-- EXERCISE --
For the word "hanging", count the lines in the records below that include it and give only that number.

-- LISTED RECORDS --
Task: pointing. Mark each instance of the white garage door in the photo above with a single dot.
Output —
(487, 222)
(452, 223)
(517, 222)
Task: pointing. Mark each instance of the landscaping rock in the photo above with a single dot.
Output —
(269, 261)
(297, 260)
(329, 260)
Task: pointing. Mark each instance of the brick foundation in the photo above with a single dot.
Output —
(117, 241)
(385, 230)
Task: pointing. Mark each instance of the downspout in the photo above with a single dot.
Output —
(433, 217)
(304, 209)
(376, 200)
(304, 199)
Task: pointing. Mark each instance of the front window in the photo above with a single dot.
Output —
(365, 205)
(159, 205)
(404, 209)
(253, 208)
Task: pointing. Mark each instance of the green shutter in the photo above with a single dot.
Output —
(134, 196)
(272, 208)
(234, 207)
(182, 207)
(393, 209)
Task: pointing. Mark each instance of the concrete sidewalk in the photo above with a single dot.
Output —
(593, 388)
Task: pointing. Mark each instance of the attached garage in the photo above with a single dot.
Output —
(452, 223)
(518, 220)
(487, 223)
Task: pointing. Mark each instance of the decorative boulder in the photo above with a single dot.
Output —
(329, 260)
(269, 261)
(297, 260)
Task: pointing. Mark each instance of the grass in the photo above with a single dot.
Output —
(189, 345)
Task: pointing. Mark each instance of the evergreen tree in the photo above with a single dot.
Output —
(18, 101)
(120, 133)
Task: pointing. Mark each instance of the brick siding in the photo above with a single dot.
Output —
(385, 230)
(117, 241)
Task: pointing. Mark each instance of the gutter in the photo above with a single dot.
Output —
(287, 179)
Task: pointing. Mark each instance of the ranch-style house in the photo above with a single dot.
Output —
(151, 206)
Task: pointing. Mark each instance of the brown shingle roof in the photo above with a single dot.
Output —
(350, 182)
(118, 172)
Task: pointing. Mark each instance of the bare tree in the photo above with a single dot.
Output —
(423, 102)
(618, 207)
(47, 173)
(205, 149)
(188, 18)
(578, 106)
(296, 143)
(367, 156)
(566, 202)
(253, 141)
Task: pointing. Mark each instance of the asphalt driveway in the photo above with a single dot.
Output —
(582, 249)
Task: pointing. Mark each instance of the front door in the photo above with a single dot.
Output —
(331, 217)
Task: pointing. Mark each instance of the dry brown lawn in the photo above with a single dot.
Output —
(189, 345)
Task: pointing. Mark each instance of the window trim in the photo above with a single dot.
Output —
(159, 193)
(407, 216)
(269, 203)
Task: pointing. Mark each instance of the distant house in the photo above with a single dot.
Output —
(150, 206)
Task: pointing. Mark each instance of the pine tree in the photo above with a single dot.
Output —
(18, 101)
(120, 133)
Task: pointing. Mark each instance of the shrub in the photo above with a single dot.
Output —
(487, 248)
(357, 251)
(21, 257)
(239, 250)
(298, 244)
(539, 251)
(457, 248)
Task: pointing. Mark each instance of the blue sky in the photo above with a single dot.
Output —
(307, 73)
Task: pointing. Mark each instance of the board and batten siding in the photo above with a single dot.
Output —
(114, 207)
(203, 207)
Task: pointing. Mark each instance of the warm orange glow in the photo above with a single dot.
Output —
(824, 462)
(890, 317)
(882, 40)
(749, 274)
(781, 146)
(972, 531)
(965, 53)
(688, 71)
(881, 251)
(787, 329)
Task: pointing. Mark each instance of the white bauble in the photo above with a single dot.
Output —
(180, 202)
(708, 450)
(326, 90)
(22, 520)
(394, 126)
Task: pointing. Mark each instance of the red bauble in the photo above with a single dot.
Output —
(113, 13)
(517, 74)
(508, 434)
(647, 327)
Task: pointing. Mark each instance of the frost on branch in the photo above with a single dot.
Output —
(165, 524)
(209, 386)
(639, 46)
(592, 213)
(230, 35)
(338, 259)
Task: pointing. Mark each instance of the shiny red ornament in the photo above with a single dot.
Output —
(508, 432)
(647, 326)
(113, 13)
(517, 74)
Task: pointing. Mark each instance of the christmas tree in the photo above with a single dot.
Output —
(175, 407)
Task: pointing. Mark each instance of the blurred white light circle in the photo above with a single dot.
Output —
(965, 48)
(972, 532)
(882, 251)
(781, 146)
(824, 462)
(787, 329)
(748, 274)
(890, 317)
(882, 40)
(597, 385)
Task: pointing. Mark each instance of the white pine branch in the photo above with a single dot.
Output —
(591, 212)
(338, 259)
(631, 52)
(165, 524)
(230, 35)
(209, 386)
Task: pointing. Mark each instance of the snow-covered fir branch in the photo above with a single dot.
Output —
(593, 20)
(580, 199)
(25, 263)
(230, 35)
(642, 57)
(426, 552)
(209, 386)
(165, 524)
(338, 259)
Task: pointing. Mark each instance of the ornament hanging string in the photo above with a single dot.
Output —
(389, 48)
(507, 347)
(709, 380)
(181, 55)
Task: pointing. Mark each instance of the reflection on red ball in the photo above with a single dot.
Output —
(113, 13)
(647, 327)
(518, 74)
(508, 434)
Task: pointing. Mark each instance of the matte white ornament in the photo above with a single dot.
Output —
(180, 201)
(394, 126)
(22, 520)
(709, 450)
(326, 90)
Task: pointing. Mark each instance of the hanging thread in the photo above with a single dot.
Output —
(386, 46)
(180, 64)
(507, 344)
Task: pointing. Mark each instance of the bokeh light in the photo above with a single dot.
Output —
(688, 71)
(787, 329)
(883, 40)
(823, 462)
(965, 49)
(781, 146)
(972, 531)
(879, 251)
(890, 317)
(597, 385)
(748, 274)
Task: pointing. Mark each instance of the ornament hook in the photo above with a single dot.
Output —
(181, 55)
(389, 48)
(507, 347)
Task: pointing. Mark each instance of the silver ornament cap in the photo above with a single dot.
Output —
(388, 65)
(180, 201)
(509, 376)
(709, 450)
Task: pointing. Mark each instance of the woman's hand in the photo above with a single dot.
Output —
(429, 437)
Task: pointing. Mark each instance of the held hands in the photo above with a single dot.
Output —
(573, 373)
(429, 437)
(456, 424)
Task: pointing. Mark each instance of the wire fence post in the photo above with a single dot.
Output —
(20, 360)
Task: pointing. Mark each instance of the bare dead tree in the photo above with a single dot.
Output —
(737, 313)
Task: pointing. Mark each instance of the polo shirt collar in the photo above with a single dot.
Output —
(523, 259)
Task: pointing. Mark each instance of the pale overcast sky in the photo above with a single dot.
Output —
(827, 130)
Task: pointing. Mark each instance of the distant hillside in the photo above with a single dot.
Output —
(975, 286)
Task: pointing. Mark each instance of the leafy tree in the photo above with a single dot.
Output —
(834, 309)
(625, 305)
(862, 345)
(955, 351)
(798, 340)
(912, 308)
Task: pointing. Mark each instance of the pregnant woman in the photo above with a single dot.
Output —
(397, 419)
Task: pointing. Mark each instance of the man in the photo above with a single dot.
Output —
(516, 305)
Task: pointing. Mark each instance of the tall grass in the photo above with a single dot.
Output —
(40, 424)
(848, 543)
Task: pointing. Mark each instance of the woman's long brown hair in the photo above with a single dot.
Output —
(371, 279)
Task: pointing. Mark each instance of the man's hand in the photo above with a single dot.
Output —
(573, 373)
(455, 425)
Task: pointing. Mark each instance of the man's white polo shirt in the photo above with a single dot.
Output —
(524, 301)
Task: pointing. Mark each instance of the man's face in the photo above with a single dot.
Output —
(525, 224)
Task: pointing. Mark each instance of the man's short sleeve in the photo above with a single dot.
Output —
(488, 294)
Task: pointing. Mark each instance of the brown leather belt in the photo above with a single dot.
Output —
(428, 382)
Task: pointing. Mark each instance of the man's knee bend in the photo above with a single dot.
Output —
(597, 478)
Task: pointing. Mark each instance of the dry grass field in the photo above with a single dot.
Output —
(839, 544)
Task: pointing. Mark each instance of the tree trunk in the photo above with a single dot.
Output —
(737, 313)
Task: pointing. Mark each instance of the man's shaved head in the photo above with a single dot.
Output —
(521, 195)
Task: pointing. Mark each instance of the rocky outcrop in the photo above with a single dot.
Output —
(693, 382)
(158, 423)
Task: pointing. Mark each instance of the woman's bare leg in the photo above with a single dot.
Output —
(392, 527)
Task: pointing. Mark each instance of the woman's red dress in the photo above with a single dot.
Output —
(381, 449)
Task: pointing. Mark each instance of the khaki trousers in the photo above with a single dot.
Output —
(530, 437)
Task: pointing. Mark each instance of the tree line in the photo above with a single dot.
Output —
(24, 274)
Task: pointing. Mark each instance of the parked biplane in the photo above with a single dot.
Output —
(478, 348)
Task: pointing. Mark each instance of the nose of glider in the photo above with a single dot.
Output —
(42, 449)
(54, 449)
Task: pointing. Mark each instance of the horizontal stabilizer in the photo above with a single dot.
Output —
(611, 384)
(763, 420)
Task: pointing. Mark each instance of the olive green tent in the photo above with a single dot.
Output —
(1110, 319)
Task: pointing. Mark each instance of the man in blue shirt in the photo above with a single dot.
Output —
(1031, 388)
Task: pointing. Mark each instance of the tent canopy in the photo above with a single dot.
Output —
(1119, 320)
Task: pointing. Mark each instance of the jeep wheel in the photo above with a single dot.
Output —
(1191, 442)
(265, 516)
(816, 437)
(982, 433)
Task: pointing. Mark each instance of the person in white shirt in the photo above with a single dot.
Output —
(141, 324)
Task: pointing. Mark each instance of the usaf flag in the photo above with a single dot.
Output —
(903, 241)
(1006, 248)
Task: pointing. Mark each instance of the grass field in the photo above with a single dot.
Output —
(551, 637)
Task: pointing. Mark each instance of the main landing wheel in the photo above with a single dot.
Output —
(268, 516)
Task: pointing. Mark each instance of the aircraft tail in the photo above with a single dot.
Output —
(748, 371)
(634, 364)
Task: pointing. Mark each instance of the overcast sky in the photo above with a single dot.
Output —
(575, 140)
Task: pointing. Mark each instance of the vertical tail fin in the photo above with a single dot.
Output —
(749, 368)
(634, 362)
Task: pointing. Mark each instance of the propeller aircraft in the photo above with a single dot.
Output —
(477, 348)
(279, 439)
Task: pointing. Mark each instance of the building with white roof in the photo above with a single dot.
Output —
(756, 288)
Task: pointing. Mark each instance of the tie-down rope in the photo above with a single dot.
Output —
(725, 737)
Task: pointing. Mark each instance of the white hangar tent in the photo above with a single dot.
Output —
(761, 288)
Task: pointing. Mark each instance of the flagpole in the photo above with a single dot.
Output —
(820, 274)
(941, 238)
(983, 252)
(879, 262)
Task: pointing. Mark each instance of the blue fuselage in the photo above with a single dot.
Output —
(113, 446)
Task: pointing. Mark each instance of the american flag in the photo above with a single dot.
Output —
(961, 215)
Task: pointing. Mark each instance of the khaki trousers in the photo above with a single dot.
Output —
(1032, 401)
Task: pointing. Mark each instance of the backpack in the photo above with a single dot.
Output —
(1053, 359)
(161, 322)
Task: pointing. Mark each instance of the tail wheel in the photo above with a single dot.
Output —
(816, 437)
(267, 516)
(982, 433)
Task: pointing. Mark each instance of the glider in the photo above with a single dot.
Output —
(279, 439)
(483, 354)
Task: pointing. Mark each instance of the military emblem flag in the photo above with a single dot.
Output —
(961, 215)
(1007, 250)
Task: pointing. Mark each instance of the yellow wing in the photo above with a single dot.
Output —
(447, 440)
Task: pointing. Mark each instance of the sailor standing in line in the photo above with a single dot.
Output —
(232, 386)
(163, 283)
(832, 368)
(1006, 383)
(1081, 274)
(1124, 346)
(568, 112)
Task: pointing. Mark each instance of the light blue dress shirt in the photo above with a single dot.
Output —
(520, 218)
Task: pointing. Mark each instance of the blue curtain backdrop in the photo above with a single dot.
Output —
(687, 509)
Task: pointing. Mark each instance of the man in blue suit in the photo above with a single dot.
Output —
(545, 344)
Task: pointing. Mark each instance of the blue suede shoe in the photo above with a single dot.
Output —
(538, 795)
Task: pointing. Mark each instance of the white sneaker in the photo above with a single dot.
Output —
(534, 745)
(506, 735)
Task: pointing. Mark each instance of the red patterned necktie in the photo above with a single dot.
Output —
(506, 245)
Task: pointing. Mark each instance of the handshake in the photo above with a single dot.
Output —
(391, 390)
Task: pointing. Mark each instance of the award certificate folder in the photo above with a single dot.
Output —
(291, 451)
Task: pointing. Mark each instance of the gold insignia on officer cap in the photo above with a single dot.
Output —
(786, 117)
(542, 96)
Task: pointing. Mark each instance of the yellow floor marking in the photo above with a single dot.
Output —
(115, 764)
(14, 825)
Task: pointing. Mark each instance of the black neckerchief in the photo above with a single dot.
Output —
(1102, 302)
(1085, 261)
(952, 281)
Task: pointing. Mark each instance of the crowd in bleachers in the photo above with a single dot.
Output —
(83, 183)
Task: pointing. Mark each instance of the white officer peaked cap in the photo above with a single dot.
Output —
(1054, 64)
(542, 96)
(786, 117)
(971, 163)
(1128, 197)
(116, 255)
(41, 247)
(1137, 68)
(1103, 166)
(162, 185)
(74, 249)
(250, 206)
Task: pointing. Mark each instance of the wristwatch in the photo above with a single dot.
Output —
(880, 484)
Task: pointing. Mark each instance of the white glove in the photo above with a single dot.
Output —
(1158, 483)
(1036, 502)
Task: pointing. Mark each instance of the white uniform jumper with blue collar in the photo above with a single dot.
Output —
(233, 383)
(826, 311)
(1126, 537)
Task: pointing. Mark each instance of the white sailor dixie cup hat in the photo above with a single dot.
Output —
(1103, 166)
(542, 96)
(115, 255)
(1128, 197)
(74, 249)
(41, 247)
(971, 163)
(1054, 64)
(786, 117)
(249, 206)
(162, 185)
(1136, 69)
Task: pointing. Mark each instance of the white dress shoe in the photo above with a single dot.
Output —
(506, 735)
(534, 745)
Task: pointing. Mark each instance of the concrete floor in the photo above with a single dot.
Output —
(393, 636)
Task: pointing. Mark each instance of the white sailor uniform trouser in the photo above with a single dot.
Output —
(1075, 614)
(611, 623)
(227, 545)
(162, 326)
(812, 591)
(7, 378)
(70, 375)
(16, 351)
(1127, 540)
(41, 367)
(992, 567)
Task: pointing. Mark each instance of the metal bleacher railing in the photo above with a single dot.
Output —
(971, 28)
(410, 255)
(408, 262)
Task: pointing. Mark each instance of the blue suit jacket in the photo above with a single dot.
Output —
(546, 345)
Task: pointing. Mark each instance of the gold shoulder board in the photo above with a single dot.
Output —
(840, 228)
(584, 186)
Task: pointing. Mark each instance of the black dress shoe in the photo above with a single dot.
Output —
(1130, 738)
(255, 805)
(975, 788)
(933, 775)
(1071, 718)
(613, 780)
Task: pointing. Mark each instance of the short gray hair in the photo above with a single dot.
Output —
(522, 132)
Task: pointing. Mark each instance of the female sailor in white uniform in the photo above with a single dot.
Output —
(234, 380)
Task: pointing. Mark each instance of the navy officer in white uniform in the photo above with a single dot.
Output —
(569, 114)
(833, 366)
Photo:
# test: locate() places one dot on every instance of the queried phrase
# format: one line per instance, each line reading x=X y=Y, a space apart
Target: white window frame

-- RESPONSE --
2